=== CONSIGNES ===
A. Recopiez la partie du listing qui commence par la ligne contenant « Mark one point on every instance of the blue » et se poursuit jusqu'à la fin du listing, consignes comprises. Décalez de 114 chacune des coordonnées figurant dans les réponses.
B. Rédigez la suite de l'entretien avec le maire du Lorrain, à partir de la dernière question posée.

Monsieur Justin Pamphile, bonjour. Vous êtes maire du Lorrain depuis 2008 et président de l’Association des maires de Martinique depuis 2020. Vous êtes à Paris pour le Congrès des maires de France. Quel est pour vous l’enjeu de cette édition ?
J’étais d’abord présent vendredi au congrès de l’ACCD’OM (Association des communes et collectivités d’outre-mer). L’Association des maires de Martinique y a reçu le Prix de l’Engagement Outre-mer, catégorie Santé, pour ses actions menées en faveur de la prévention des risques liés à l’exposition de la population martiniquaise au chlordécone.
Pour le Congrès des maires, cela fait dix-sept ans que j’y participe car c’est un moment important, avec dès l’ouverture, la partie consacrée aux Outre-mer à Issy-les-Moulineaux. Cette année, nous allons travailler sur deux thèmes majeurs : l’habitat et la construction bioclimatique, et le besoin d’arrêter les représentations négatives sur nos territoires pour se concentrer aussi sur ce qui fonctionne et mérite d’être renforcé.
L’an dernier à la même époque, les maires de Martinique ont subi des attaques virulentes et même des menaces de mort émanant de manifestants, notamment du mouvement de Rodrigue Petitot le RPPRAC. Où en sont les poursuites pénales et la violence est-elle retombée ?

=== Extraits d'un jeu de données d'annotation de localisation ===
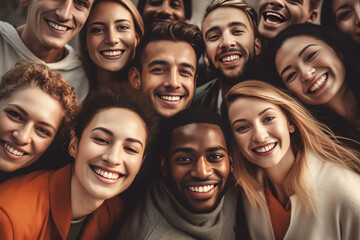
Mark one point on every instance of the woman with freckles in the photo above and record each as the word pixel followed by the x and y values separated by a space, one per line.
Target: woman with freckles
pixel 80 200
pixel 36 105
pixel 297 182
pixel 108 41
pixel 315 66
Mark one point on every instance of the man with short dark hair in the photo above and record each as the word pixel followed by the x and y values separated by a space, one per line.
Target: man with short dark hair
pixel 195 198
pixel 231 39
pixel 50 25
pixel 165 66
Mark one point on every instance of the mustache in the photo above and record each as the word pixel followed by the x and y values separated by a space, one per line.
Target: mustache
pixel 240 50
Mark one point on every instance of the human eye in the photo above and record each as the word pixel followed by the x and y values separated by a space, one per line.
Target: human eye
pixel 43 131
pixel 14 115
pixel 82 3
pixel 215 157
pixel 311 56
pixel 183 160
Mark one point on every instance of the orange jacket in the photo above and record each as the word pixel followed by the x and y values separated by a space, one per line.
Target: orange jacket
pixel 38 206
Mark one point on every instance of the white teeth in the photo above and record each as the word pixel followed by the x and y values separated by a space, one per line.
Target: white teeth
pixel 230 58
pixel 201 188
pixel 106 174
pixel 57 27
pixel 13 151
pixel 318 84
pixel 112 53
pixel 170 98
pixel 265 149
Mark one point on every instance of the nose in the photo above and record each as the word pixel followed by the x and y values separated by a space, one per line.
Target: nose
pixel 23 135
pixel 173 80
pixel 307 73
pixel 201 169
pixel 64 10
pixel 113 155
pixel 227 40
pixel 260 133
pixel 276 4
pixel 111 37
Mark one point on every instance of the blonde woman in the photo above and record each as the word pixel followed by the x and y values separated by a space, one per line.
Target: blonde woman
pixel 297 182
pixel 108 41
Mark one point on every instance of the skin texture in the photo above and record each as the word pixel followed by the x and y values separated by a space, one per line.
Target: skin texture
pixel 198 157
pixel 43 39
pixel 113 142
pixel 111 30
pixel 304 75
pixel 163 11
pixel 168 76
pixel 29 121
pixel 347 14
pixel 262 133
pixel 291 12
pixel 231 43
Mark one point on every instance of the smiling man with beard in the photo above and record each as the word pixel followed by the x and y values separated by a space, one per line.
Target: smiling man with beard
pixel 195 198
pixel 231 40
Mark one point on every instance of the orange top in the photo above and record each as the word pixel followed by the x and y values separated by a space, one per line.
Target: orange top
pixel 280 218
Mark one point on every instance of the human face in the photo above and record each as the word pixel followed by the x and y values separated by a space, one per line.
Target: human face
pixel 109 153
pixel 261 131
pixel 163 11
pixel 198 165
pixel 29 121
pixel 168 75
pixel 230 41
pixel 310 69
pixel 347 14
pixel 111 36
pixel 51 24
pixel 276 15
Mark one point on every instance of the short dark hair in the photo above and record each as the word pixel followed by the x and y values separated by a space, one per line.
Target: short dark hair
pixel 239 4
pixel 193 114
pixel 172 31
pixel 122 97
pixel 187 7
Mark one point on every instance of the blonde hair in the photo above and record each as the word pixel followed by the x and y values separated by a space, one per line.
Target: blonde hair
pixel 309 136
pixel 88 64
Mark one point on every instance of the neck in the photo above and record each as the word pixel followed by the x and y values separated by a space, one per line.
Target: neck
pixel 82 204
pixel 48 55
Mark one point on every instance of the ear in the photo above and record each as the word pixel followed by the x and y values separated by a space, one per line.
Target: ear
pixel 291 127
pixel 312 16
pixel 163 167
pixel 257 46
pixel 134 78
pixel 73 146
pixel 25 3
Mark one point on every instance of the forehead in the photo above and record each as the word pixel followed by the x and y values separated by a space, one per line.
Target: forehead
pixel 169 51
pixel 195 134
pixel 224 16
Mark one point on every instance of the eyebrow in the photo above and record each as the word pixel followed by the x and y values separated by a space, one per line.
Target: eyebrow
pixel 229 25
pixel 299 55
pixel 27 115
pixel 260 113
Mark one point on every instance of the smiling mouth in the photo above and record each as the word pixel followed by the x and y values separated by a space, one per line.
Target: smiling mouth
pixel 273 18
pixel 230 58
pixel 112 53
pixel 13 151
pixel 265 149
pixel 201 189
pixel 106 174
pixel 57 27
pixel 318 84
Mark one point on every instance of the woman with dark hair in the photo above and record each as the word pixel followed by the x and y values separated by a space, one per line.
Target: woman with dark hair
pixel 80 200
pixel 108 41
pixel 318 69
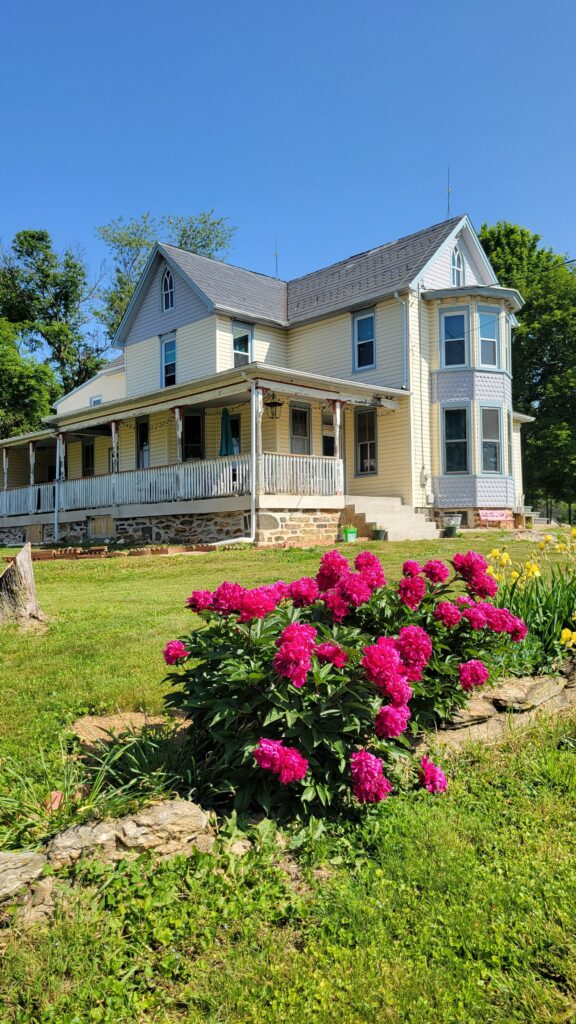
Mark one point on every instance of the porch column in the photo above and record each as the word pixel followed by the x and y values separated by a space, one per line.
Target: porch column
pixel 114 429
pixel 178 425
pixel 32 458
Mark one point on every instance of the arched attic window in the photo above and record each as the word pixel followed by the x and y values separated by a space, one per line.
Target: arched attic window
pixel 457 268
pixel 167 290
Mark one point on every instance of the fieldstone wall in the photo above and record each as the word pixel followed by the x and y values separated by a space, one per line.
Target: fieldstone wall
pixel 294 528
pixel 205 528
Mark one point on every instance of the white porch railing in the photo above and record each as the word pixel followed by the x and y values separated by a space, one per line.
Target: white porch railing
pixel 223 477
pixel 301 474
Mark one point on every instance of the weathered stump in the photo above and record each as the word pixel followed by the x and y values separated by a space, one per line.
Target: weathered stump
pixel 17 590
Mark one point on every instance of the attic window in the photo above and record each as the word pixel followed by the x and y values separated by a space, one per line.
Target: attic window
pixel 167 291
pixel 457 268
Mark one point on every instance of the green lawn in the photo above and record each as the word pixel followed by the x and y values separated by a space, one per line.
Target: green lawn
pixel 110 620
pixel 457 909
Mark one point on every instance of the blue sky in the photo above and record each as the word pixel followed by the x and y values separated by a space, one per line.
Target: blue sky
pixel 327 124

=== RÉPONSES DANS L'ORDRE ===
A.
Mark one point on every instance of the blue sky in the photo above and record each as the word pixel followed by the x and y values separated by a space, one per line.
Target: blue sky
pixel 441 238

B.
Certains propos sur les réseaux sociaux ont été extrêmement virulents, mais on ne peut pas mettre tout le monde dans le même sac. Oui, certains collègues ont eu affaire avec la justice, les décisions tombent et sont appliquées.
En ce qui concerne Rodrigue Petitot, il y a eu une volonté de faire croire que les maires l’avaient conduit en prison, ce qui est faux. Nous n’avons jamais porté plainte contre lui. Les faits qu’il a lui-même exprimés ont donné lieu à un article 40 et une présentation devant les tribunaux. Je ne me suis pas constitué partie civile. Aujourd’hui, les procédures suivent leur cours mais ce n’est pas un sujet de préoccupation pour moi. Quand on veut jouer les premiers rôles publics, il faut avoir des propos modérés, sinon cela conduit parfois devant les tribunaux.
La Martinique entre, comme toute la France, dans une séquence électorale de trois années. Les municipales n’annoncent-elles pas déjà une structuration du débat politique martiniquais en deux pôles adverses : un pôle autonomiste indépendantiste porté par des Marcellin Nadeau et autres Béatrice Bellay, candidate à la mairie de Fort-de-France, et un pôle que je qualifierais de centriste modéré autour de Madame Catherine Conconne, Yan Monplaisir, Bruno Nestor Azérot, vous-même et quelques autres leaders ? Partagez-vous cette analyse ?
On constate effectivement qu’il y a des responsables politiques qui prônent le dialogue, la concertation et le débat pour faire avancer les grands dossiers comme les transports, l’assainissement, l’aménagement ou l’investissement. Et un autre pôle plus extrémiste, qui préfère l’affrontement permanent avec l’État. Pour beaucoup d’entre eux, ils n’ont pas de solutions, seulement de la contestation. Et contester ne suffit pas. La population martiniquaise aspire à davantage de responsabilités pour ses élus, certes, mais elle veut aussi et surtout que le quotidien soit bien géré. La confiance ne peut s’installer que si la gestion est bonne. Et cette condition n’est pas toujours remplie.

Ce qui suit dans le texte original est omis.